**Complete the following:**
• A. Return the part of the CRPG Addict post from "Almost immediately, I" to "the same problem.", word for word.
• B. Answer these questions about the CRPG Addict post:
(i) Which city is the Umpani city?
(ii) What does the map call the sea the writer sails around?
(iii) After looping all the way around that sea to the other side of the Eryn River, how far off is the writer's map?
• C. Can you extend the CRPG Addict post, starting right after its last sentence?

**Quoted text:**
──────────────────────────────

From The CRPG Addict
|The game’s tendency towards broad comedy continues.|
Some commenters had suggested that I finish up on land before exploring the ocean, so for no other reason than an inexplicable desire to be contrary, I set off on a long ocean voyage. I decided to make my way to Ukpyr, the Umpani city, by first going west from New City and mapping my way around the perimeter of what the map calls the Sea of Sorrows. I’d eventually arrive back at the Eryn River, east of New City, and from there walk to Ukpyr.
Almost immediately, I ran into a problem. When I reached the northwest corner of the sea, near the game’s starting area (for me), my map didn’t match up. It wasn’t off by just one row, as it was up near Nyctalinth, but rather four rows and one column. Thinking this couldn’t possibly be right, I looped back around on land to check the accuracy of my previous map, and I encountered the same problem.
|The two squares with the Xs are the same location, just at different coordinates depending on which side you approach from.|
It got worse after that. If I take the sea east from New City to hook up with my previous map of the shores of the Eryn River, I find that I’m off by two rows and two columns. If I loop all the way around the Sea of Sorrows and come up to the other side of the Eryn River, I’m off by three columns and 11 rows. That seems crazy. But I consulted a couple of maps online and I don’t seem to be wrong. Check out this map, for instance, and note how the creator had to stretch and distort parts of the map to make it all come together.

──────────────────────────────

**Records shown:**
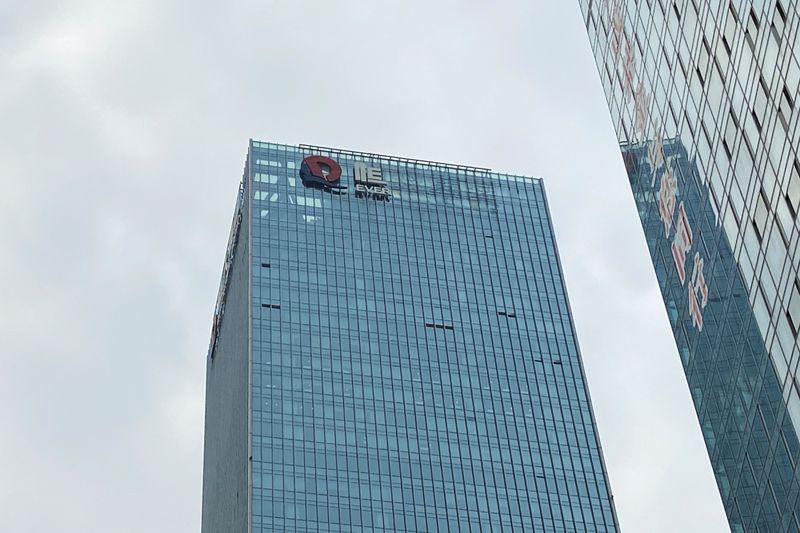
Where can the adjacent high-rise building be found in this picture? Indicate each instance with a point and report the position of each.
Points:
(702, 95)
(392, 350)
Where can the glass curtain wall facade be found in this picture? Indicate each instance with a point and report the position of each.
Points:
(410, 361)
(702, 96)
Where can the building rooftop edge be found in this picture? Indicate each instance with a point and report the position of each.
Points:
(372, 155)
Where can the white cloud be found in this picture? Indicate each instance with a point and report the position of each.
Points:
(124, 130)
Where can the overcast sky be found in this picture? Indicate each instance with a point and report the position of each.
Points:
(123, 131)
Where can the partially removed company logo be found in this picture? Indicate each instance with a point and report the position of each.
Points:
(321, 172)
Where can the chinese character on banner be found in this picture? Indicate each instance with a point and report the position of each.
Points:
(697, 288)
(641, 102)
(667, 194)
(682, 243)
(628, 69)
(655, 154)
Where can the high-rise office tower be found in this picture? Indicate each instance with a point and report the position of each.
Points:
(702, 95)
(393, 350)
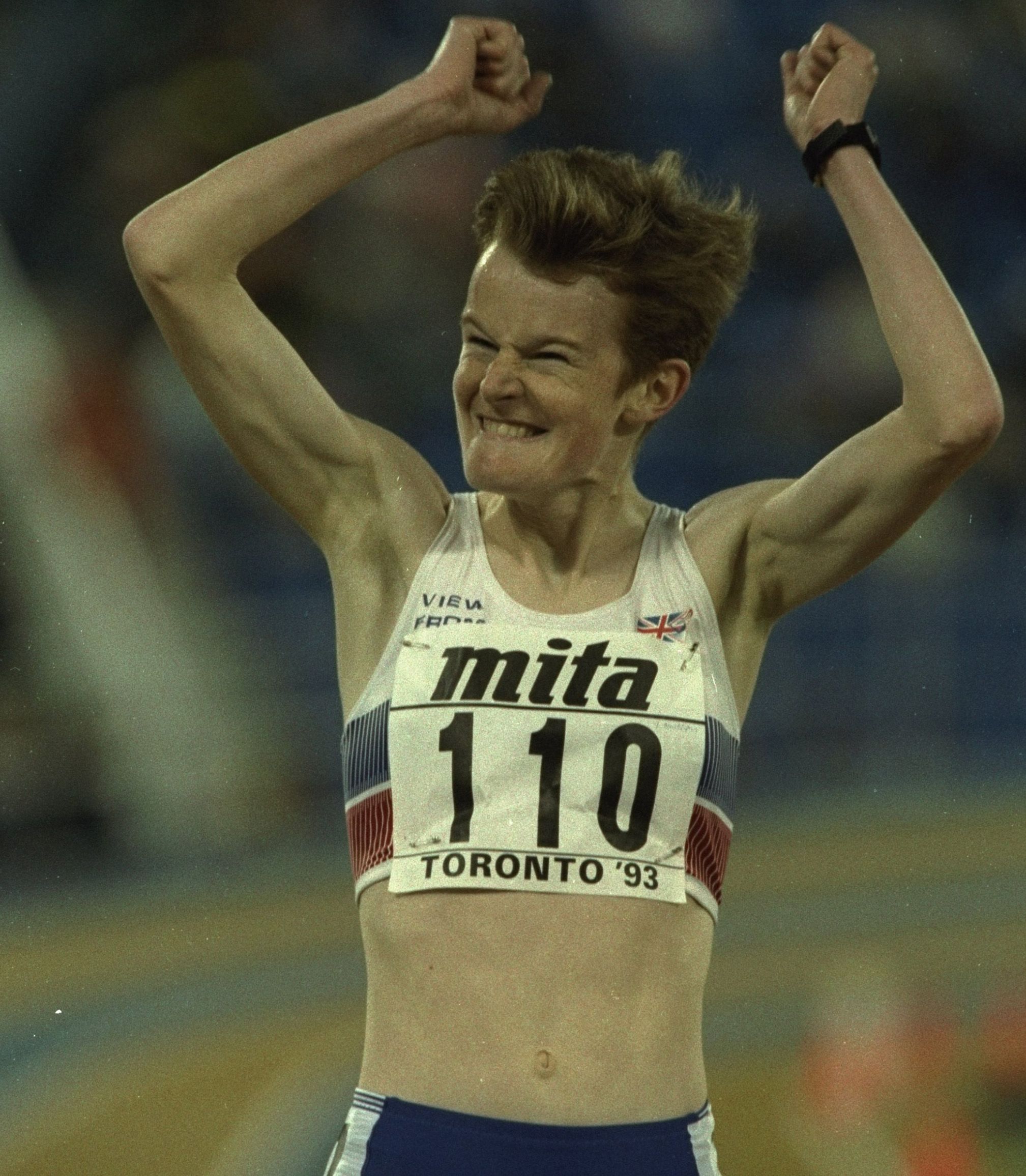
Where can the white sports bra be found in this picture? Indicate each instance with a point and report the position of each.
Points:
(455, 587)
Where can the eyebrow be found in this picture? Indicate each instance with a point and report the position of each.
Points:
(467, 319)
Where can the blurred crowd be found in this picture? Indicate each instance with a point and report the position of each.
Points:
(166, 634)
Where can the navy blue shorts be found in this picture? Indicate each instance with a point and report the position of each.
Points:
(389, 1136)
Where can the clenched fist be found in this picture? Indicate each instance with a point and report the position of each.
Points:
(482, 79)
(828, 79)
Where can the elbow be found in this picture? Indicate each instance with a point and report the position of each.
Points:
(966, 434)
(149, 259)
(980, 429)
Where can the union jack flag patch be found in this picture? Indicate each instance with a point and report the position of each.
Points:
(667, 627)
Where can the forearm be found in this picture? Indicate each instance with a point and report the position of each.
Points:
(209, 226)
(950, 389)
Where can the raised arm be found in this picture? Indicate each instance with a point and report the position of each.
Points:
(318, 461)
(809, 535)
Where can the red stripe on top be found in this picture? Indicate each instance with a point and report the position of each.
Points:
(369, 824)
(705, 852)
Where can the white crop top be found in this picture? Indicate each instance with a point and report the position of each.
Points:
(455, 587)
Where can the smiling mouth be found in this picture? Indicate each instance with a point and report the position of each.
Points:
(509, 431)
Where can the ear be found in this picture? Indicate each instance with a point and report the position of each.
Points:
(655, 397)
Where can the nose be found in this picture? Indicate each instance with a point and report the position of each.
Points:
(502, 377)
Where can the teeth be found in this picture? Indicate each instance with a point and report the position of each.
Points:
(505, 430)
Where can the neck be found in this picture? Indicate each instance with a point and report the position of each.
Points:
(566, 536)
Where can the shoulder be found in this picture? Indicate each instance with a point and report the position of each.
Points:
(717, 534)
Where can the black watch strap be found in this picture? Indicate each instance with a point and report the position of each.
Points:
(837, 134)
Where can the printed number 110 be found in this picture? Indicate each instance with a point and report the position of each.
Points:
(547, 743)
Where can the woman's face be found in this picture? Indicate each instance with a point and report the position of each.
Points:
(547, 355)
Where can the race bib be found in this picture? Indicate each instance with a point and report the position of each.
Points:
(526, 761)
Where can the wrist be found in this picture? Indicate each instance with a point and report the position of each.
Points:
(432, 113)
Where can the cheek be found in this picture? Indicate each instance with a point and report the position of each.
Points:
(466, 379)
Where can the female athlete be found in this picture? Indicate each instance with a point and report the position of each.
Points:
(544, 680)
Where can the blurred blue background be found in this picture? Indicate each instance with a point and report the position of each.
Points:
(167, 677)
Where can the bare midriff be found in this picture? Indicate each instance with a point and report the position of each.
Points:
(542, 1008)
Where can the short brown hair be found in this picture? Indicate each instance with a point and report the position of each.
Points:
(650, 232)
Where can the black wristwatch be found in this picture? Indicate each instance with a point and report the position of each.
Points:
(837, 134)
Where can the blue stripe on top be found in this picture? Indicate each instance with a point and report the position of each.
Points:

──────────────────────────────

**Results of the exercise:**
• A.
Almost immediately, I ran into a problem. When I reached the northwest corner of the sea, near the game’s starting area (for me), my map didn’t match up. It wasn’t off by just one row, as it was up near Nyctalinth, but rather four rows and one column. Thinking this couldn’t possibly be right, I looped back around on land to check the accuracy of my previous map, and I encountered the same problem.

• B.
(i) Ukpyr
(ii) The Sea of Sorrows
(iii) Three columns and 11 rows

• C.
I frankly don’t understand how it’s technically possible for this to happen. I’ve played more than 200 tile-based RPGs, and never once has a game managed to screw up its maps this way. You’d think if it was easy, it would have happened multiple times. I think back to Fate: Gates of Dawn, which had the largest map we’ve seen so far, and yet not a tile was out of place. I probably wouldn’t understand the underlying programming even if you explained it to me, but Crusaders must use an approach different from just about any other game to introduce these kinds of errors. Whatever the cause, it really dampened my enthusiasm for continuing to meticulously map the game.
My enthusiasm also took a hit for thematic reasons. I spent multiple hours mapping two offshoots from the Sea of Sorrows: the Myrmideon Forest on the west side and the Lesser Wilds on the east side. Both areas had plenty of random encounters, but neither had a single special encounter, treasure chest, or really any reason to exist.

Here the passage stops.